Personal information
- Full name: Kevin Joseph Quinn
- Born: 14 March 1923 Gort, Connacht, Ireland
- Died: 1 May 2002 (aged 79) Dublin, Leinster, Ireland
- Batting: Right-handed
- Bowling: Slow left-arm orthodox
- Relations: Frank Quinn (brother) Gerry Quinn (brother)

Domestic team information
- 1957–1959: Ireland

Career statistics
| Competition | First-class |
| Matches | 3 |
| Runs scored | 49 |
| Batting average | 9.80 |
| 100s/50s | –/– |
| Top score | 25 |
| Balls bowled | 12 |
| Wickets | 0 |
| Bowling average | – |
| 5 wickets in innings | – |
| 10 wickets in match | – |
| Best bowling | – |
| Catches/stumpings | –/– |
- Source: Cricinfo, 23 October 2018

= Kevin Quinn (sportsman) =

Irish cricketer and rugby union player

Kevin Joseph Quinn (14 March 1923 - 1 May 2002) was an Irish first-class cricketer and rugby union international.

Born at Gort in County Galway, Quinn was educated at Belvedere College in Dublin, before studying medicine at the Royal College of Surgeons. While studying there, he played rugby union for Old Belvedere and won five Test caps for Ireland. The first of these came against France in the 1947 Five Nations Championship. A further Test that year against Australia followed at Lansdowne Road, before earning three further caps in the 1953 Five Nations Championship.

Playing club cricket for Phoenix in Dublin, Quinn later made his debut in first-class cricket for Ireland against Scotland in 1957 at College Park, Dublin. He made two further first-class appearances for Ireland, in 1958 against Scotland at Alloway, and Leicestershire at Leicester on Ireland's 1959 tour of England. He scored 49 runs across his three matches, with a top score of 25. He worked as a doctor outside of sports. Two of his brothers, Frank Quinn and Gerry Quinn, both played cricket for Ireland; additionally, Gerry also played international rugby union for Ireland. Quinn died at Dublin in May 2002.

[Stored dataset items]
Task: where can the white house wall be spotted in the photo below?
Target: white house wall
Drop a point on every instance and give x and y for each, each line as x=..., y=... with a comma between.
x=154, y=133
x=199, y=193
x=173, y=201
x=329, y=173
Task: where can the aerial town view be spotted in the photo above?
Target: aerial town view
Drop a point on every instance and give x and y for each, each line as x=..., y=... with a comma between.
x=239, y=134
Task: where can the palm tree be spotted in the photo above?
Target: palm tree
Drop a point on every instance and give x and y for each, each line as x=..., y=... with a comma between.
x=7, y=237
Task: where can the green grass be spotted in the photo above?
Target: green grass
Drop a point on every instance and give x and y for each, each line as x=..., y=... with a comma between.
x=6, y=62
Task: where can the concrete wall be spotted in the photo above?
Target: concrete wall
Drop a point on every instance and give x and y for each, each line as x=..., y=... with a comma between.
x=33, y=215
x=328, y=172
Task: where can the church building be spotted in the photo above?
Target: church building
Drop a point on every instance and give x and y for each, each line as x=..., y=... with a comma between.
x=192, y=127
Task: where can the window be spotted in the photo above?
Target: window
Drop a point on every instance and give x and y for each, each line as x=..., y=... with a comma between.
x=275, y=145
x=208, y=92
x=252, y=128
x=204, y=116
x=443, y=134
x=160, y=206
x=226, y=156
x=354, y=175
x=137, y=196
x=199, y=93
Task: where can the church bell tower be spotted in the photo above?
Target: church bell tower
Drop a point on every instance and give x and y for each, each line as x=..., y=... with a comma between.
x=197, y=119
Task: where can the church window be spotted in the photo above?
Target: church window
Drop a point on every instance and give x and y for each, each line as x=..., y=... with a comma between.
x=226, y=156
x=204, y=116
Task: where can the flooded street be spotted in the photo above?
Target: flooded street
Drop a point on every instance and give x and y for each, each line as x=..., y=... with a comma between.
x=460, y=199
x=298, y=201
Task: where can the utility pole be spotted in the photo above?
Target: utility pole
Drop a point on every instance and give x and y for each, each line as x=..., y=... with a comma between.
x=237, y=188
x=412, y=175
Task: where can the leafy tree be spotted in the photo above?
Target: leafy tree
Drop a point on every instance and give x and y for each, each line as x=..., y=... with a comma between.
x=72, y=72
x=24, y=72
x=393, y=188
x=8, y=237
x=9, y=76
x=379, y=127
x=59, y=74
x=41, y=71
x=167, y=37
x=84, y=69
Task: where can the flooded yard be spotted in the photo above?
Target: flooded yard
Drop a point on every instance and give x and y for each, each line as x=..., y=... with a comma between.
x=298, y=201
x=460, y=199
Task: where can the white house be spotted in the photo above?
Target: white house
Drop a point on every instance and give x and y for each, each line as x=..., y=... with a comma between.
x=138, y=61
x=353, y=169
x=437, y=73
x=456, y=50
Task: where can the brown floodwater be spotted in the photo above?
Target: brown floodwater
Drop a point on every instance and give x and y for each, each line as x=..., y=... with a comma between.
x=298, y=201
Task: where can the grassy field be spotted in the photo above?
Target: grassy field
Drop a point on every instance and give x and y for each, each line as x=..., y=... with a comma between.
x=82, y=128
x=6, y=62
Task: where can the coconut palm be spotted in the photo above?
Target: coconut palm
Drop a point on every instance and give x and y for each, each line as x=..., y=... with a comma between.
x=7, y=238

Work task ▸ Reproduce the part of the Kevin Quinn text that runs from "Irish cricketer and" down to "1953 Five Nations Championship.".

Problem solution ▸
Irish cricketer and rugby union player

Kevin Joseph Quinn (14 March 1923 - 1 May 2002) was an Irish first-class cricketer and rugby union international.

Born at Gort in County Galway, Quinn was educated at Belvedere College in Dublin, before studying medicine at the Royal College of Surgeons. While studying there, he played rugby union for Old Belvedere and won five Test caps for Ireland. The first of these came against France in the 1947 Five Nations Championship. A further Test that year against Australia followed at Lansdowne Road, before earning three further caps in the 1953 Five Nations Championship.